• Task objective: In the excerpt below on DHEA‐S and hypoxic pulmonary hypertension in rats, under which condition did DHEA‐S unexpectedly reduce hematocrit?

The effect of DHEA‐S was selective for the pulmonary circulation, since SAP was not altered (fig. 1b⇑). The reduction of PAP by DHEA‐S was not secondary to any alterations in cardiac output or haematocrit, since neither differed among the hypoxic groups (table 2⇑). A surprising reduction of haematocrit by DHEA‐S in normoxia (ND4 versus N, table 2⇑) was noted, for which the authors have no explanation, especially as DHEA‐S had no such effect in chronic hypoxia. The authors are unaware of reduced haematocrit being reported in humans ingesting DHEA or DHEA‐S. Cardiac output and SAP were not altered by DHEA‐S treatment in normoxia (table 2⇑ and fig. 1b⇑).
Thickening of the peripheral pulmonary vessels associated with chronic hypoxic pulmonary hypertension was evident in the study as a higher %TWPV in the H compared to the N and ND4 groups. DHEA‐S markedly reduced this increase in a manner dependent on the duration of treatment (fig. 1c⇑).
Chronic hypoxic pulmonary hypertension was associated with right ventricular hypertrophy: both the weight of the right ventricular wall and RV/LV+S were significantly higher in the H group than in the N group (fig. 1d⇑, table 2⇑). DHEA‐S administration from the beginning of the hypoxic exposure limited the development of right ventricular hypertrophy, as documented by a lower RV/LV+S in the HD4 group than in the H group (fig. 1d⇑). In addition, the weight of the right ventricular wall did not differ significantly between the HD4 and N groups (table 2⇑). However, the HD2 and H groups did not differ in right ventricular weight or RV/LV+S (table 2⇑, fig. 1d⇑). Left ventricle plus septum weight was unaffected by DHEA‐S (table 2⇑).
Discussion
The results show that both preventive and therapeutic application of DHEA‐S selectively reduces pulmonary hypertension elicited in rats by chronic exposure to hypoxia. This finding might be of clinical interest since a considerable experience with long-term DHEA or DHEA‐S ingestion by humans attests to its safety 16–18.

[Saved entries]

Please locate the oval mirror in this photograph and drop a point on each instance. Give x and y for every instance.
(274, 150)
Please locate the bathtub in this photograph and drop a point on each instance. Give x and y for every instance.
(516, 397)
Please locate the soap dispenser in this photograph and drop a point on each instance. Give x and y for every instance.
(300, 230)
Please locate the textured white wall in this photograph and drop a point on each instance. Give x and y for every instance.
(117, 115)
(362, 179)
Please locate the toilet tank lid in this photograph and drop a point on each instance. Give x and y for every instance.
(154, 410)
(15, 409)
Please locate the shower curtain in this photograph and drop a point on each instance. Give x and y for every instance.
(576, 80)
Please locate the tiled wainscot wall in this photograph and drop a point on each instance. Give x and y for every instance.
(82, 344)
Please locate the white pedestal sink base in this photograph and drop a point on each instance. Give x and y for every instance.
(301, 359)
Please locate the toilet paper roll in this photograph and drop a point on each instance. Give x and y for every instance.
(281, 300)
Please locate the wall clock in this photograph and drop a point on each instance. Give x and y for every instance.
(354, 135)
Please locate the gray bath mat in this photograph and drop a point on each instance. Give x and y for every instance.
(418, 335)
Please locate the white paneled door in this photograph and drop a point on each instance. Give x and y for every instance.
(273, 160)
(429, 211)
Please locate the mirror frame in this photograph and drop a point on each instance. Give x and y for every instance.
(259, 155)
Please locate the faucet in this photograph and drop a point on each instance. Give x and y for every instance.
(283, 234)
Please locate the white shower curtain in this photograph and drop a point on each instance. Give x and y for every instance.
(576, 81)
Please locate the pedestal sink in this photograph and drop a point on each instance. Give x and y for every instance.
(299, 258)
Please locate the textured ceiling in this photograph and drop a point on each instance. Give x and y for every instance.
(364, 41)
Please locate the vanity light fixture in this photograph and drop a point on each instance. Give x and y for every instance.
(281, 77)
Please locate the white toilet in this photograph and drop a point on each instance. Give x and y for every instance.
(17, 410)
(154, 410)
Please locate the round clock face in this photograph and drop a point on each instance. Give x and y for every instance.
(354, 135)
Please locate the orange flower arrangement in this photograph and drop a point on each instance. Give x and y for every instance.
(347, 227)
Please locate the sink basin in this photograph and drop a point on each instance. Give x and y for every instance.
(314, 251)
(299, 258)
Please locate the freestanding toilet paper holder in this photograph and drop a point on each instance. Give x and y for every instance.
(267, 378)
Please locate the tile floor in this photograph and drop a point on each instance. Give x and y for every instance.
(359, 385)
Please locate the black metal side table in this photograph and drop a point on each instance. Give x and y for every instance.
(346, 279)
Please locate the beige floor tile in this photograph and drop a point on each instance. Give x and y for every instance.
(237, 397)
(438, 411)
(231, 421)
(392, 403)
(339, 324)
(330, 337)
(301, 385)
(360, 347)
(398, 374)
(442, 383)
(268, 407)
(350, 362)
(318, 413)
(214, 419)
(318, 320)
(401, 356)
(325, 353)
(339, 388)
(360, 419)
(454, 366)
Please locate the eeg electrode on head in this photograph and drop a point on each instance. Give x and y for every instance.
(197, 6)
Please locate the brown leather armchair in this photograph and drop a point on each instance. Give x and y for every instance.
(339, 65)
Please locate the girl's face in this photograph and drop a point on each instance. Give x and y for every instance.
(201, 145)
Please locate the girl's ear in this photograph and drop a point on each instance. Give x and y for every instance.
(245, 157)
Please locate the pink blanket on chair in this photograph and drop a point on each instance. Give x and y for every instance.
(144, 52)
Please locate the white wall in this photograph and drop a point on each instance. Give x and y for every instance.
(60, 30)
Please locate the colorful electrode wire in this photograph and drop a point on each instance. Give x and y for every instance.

• Final answer: In normoxia (ND4 versus N).